* Text section
╭──
The residential school system was an attempt by successive governments to determine the fate of Aboriginal people in Canada by appropriating and reshaping their future in the form of thousands of children who were removed from their homes and communities and placed in the care of strangers. Those strangers, the teachers and staff were, according toHayter Reed, a senior member of the department in the 1890's, to employ 'every effort…against anything calculated to keep fresh in the memories of the children habits and associations which it is one of the main objects of industrial education to obliterate.' Marching out from the schools, the children, effectively re-socialized, imbued with the values of European culture, would be the vanguard of a magnificent metamorphosis: the 'savage' was to be made 'civilized', made fit to take up the privileges and responsibilities of citizenship.[14]

The residential schools and assimilation policies were to “obliterate” every relationship Indigenous children had with their traditional way of life. The primary relationships of communal Indigenous identity needed to be systematically destroyed so that they could become civilized Christians.

Children were removed from their home so that the relationship with the land would be severed. Terry LeBlanc, Mikmaqscholar, notes the residential school system failed to understand the deep connectedness Indigenous people had with the land.[15] The schools needed to make Indigenous children view land not as part of the family but as a resource. The land would no longer be the mother of Indigenous children, the residential school would be their “mother” and “would fit them for a life in a modernizing Canada.”[16]

Not only were the residential schools to break the relationship between land and Indigenous children, they were also to destroy the children’s relationship with their family. The justification for this process included co-opting aboriginal leader’s permission to remove children from homes and place them in schools.[17]Even if parents resisted sending their children to residential school, the policy was enforced because government and Church officials believed that if the children were to be “saved” they needed to be taken from the negative influence of their parents who were stuck in their “wigwam ways.”[18] Children were taken from their homes and many were not allowed to return as long as they attended the residential school.
╰──
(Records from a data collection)
╭──
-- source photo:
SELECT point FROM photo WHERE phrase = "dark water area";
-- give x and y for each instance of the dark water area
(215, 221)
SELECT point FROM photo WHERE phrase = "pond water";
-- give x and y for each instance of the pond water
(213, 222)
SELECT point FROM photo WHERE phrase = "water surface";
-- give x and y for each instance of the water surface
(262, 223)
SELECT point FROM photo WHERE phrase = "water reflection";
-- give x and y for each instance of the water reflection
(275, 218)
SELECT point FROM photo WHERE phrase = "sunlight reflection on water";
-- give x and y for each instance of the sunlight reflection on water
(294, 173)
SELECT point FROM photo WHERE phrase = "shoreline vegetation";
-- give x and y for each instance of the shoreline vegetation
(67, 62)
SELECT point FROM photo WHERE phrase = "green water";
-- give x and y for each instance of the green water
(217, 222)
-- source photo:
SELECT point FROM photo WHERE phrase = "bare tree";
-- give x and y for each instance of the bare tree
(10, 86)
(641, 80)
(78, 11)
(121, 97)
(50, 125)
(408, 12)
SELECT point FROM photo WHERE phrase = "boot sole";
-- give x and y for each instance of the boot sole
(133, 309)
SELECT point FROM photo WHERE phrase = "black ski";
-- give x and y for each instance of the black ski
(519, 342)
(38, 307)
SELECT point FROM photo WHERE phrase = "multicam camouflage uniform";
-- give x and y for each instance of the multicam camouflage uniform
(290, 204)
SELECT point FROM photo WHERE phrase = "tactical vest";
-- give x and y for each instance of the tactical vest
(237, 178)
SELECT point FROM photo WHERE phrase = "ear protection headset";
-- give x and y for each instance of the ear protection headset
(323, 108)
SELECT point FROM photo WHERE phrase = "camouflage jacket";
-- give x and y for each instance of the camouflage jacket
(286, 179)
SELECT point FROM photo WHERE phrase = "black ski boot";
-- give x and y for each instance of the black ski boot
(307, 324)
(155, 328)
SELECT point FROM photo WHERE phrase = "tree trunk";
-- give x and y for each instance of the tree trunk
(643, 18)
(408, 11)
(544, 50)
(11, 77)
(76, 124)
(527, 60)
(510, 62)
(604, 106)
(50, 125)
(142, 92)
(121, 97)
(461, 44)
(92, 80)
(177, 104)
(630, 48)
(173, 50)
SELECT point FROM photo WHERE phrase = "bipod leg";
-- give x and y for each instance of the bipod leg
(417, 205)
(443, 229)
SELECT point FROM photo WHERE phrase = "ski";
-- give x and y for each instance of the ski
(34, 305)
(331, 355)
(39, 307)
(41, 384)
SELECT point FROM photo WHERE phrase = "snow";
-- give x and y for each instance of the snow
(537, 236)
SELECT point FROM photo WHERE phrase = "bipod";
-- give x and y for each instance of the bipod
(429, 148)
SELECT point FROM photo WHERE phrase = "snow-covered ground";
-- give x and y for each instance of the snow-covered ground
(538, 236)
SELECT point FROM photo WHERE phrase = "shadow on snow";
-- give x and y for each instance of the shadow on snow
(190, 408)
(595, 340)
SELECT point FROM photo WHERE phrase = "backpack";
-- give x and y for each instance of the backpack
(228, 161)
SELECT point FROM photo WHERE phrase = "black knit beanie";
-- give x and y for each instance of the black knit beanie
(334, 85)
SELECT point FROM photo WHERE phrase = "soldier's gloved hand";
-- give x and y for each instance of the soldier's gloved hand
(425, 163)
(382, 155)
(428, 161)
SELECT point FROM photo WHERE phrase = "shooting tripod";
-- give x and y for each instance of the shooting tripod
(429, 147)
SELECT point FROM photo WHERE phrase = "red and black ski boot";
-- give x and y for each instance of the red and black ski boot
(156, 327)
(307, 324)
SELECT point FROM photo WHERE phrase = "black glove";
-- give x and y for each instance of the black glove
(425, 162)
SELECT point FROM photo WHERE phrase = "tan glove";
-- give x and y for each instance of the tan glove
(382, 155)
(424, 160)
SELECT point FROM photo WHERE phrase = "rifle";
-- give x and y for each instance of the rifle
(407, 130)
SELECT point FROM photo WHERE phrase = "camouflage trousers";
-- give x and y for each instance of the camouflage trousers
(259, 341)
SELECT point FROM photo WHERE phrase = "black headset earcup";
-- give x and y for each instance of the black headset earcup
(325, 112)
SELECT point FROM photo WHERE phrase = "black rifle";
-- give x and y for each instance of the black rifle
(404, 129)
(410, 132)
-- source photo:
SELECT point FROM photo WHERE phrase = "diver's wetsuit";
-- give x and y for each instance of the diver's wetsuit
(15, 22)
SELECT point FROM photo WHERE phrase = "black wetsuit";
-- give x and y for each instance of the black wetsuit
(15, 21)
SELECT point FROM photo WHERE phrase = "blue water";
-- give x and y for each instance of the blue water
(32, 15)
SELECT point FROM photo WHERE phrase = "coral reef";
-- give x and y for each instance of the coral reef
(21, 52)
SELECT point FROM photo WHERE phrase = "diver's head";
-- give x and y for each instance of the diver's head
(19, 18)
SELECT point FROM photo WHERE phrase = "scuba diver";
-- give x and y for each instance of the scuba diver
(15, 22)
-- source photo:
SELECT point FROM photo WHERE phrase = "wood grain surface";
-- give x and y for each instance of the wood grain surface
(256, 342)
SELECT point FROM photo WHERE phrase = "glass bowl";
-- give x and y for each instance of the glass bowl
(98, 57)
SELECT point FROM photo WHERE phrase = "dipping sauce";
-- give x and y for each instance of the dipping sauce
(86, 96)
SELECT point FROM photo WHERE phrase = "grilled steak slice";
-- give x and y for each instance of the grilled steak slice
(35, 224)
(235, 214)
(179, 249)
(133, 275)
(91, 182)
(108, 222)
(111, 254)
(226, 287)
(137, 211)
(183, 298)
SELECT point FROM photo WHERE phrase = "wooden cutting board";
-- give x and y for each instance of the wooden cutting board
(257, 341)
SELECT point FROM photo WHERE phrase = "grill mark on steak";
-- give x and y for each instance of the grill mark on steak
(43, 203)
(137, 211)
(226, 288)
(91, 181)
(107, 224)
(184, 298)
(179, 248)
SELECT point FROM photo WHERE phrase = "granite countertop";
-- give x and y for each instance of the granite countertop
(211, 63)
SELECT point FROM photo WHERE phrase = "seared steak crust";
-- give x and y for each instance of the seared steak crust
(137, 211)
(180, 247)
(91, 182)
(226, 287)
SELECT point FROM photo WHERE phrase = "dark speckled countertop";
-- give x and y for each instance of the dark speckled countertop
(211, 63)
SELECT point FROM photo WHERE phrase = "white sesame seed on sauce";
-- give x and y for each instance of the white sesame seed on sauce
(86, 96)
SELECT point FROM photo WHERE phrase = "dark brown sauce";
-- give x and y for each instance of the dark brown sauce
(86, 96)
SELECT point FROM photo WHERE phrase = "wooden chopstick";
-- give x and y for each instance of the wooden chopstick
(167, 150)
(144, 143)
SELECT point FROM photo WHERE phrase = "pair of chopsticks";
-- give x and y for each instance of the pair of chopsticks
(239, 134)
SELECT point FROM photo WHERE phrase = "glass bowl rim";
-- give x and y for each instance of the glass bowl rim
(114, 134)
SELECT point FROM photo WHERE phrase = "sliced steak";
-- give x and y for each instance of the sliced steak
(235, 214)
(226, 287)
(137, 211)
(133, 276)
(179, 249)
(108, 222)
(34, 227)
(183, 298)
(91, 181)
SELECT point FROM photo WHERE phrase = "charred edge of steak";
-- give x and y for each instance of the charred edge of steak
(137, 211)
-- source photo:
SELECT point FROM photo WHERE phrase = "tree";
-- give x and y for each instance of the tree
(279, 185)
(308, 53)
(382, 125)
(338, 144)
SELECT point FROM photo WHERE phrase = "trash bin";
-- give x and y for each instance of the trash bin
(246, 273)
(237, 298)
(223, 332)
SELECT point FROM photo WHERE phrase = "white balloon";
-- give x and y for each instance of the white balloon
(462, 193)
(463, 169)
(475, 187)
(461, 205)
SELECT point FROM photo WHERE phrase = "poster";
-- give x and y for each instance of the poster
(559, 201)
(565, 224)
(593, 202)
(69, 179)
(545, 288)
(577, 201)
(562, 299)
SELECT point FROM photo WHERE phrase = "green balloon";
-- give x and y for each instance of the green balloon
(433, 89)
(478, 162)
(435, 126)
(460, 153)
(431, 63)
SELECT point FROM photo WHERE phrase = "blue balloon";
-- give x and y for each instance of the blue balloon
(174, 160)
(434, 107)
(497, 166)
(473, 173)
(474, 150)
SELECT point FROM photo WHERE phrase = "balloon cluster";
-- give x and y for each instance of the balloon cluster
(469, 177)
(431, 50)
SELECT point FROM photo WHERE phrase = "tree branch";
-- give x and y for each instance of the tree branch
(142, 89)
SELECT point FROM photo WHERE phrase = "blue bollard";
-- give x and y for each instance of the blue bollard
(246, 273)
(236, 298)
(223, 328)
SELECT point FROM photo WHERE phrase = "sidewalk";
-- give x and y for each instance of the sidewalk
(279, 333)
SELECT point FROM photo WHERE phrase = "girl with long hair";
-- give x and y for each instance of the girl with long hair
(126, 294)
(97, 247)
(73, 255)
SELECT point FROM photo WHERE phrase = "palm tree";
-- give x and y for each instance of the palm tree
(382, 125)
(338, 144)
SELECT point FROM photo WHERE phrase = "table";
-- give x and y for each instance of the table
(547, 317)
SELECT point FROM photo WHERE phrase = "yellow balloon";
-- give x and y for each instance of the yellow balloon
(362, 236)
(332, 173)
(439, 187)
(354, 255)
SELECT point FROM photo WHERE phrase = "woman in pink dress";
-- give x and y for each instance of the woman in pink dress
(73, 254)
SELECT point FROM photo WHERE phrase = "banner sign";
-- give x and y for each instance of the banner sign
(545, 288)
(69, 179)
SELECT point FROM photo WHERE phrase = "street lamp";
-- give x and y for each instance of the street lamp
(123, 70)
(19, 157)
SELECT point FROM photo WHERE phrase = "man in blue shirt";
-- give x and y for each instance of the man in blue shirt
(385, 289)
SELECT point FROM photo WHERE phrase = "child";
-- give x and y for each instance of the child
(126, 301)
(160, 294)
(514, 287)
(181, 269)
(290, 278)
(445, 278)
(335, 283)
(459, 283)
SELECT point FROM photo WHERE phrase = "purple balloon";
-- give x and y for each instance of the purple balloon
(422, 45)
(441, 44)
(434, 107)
╰──
* Your tasks
**A)** Answer these questions using the passage on residential schools:
(i) Which senior member of the department in the 1890s does the passage quote?
(ii) What did the residential school become for Indigenous children in place of the land?
(iii) What did officials believe parents were stuck in?
**B)** Write the next part of the passage on residential schools, picking up after its last sentence.

* Answers in order
**A)**
(i) Hayter Reed
(ii) Their "mother"
(iii) Their "wigwam ways"

**B)**
Another key relationship that was targeted for “obliteration” was the relationship between Indigenous children and their traditional culture or spirituality. Indigenous culture was their spirituality.[19] Therefore traditional spirituality was to be replaced with European Christian values and morals. Above all the children were to be taught that the world is a European place in which only European values and beliefs had meaning. "A wedge had to be driven not only physically between parent and child but also culturally and spiritually."[20]

Christianity was reduced to a European Christian conception. Indigenous Spirituality was seen as another religion or possibly a kind of heresy. Ephraim Radner notes that the Churches slow expansion of the concept of heresy justified violence in other setting and for the Church,[21] Indigenous spirituality was necessary to be eradicated. Even though in Canada at least, Indigenous spirituality was monotheistic, in keeping with the Nicene Creeds, and remained open to receiving further wisdom through dialogue from other traditions, such as Christianity, the Church justified violence toward Indigenous people by vilifying Indigenous spirituality and thus the need to eradicate deviant Indigenous faith.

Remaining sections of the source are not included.